### [Exercise details]
Could you put the lines below into a two-column CSV with the headers "text" and "coords", one row for each line that begins with "[locate]"? In "text", place that line together with the "Target:" line under it, and in "coords", place all the points that follow, each field quoted, with line breaks turned into spaces.

### [Material shown]
- - - - -

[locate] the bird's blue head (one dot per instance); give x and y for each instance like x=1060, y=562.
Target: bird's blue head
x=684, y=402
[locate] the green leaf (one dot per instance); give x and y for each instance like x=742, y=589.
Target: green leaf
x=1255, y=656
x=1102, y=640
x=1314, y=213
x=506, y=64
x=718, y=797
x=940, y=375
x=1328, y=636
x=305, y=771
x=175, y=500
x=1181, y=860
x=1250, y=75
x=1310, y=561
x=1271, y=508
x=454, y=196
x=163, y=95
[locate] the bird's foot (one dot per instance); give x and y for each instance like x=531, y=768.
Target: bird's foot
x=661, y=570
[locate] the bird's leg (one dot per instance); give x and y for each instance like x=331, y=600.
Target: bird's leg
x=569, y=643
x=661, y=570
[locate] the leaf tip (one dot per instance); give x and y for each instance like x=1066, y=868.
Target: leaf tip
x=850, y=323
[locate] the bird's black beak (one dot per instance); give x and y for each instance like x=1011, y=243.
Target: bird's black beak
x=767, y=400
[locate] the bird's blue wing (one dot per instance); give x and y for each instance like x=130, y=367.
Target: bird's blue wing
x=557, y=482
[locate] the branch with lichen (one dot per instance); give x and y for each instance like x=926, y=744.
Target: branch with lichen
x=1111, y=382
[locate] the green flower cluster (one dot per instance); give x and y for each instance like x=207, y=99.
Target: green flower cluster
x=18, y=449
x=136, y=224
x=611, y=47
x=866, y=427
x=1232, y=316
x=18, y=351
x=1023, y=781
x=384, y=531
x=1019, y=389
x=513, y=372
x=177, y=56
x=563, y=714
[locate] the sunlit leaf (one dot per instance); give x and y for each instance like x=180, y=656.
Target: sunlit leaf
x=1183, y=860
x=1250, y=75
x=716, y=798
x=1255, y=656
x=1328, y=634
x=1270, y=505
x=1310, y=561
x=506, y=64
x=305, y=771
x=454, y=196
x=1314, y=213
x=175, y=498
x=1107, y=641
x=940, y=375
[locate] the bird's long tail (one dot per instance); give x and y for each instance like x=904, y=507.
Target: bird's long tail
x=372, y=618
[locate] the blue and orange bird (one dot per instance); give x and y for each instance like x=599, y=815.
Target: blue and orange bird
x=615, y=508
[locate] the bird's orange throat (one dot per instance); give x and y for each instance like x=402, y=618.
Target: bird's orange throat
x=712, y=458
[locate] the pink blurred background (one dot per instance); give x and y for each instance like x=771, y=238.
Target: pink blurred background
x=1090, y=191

- - - - -

### [Answer to the problem]
text,coords
"[locate] the bird's blue head (one dot per instance); give x and y for each instance like x=1060, y=562. Target: bird's blue head","x=684, y=402"
"[locate] the green leaf (one dot per instance); give x and y for each instance like x=742, y=589. Target: green leaf","x=1255, y=656 x=1102, y=640 x=1314, y=213 x=506, y=64 x=718, y=797 x=940, y=375 x=1328, y=636 x=305, y=771 x=175, y=500 x=1181, y=860 x=1250, y=75 x=1310, y=561 x=1271, y=508 x=454, y=196 x=163, y=95"
"[locate] the bird's foot (one dot per instance); give x and y for each instance like x=531, y=768. Target: bird's foot","x=661, y=570"
"[locate] the bird's leg (one dot per instance); give x and y for each instance like x=331, y=600. Target: bird's leg","x=569, y=643 x=661, y=570"
"[locate] the leaf tip (one dot per instance); give x and y for each instance like x=1066, y=868. Target: leaf tip","x=850, y=323"
"[locate] the bird's black beak (one dot per instance); give x and y for each instance like x=1011, y=243. Target: bird's black beak","x=767, y=400"
"[locate] the bird's blue wing (one dot per instance); give x and y for each instance like x=130, y=367. Target: bird's blue wing","x=557, y=482"
"[locate] the branch with lichen (one dot per instance); give x and y for each instance like x=926, y=744. Target: branch with lichen","x=1111, y=382"
"[locate] the green flower cluster (one dot per instance); give x and y for each instance like x=207, y=99. Target: green flower cluster","x=18, y=449 x=136, y=224 x=611, y=47 x=866, y=427 x=1232, y=316 x=18, y=351 x=1023, y=781 x=384, y=531 x=1019, y=389 x=513, y=372 x=177, y=56 x=563, y=714"
"[locate] the sunlit leaf (one dot per instance); give x and y for each instance like x=180, y=656. Target: sunlit leaf","x=1183, y=860 x=1250, y=75 x=716, y=798 x=1255, y=656 x=1328, y=634 x=1270, y=505 x=1310, y=561 x=506, y=64 x=305, y=771 x=454, y=196 x=1314, y=213 x=175, y=498 x=1107, y=641 x=940, y=375"
"[locate] the bird's long tail (one dot per instance); give x and y for each instance like x=904, y=507. Target: bird's long tail","x=372, y=618"
"[locate] the blue and orange bird (one dot per instance); give x and y for each instance like x=599, y=815. Target: blue and orange bird","x=615, y=508"
"[locate] the bird's orange throat (one dot per instance); give x and y for each instance like x=402, y=618. Target: bird's orange throat","x=712, y=458"
"[locate] the pink blurred background (one dot per instance); give x and y for each instance like x=771, y=238. Target: pink blurred background","x=1090, y=191"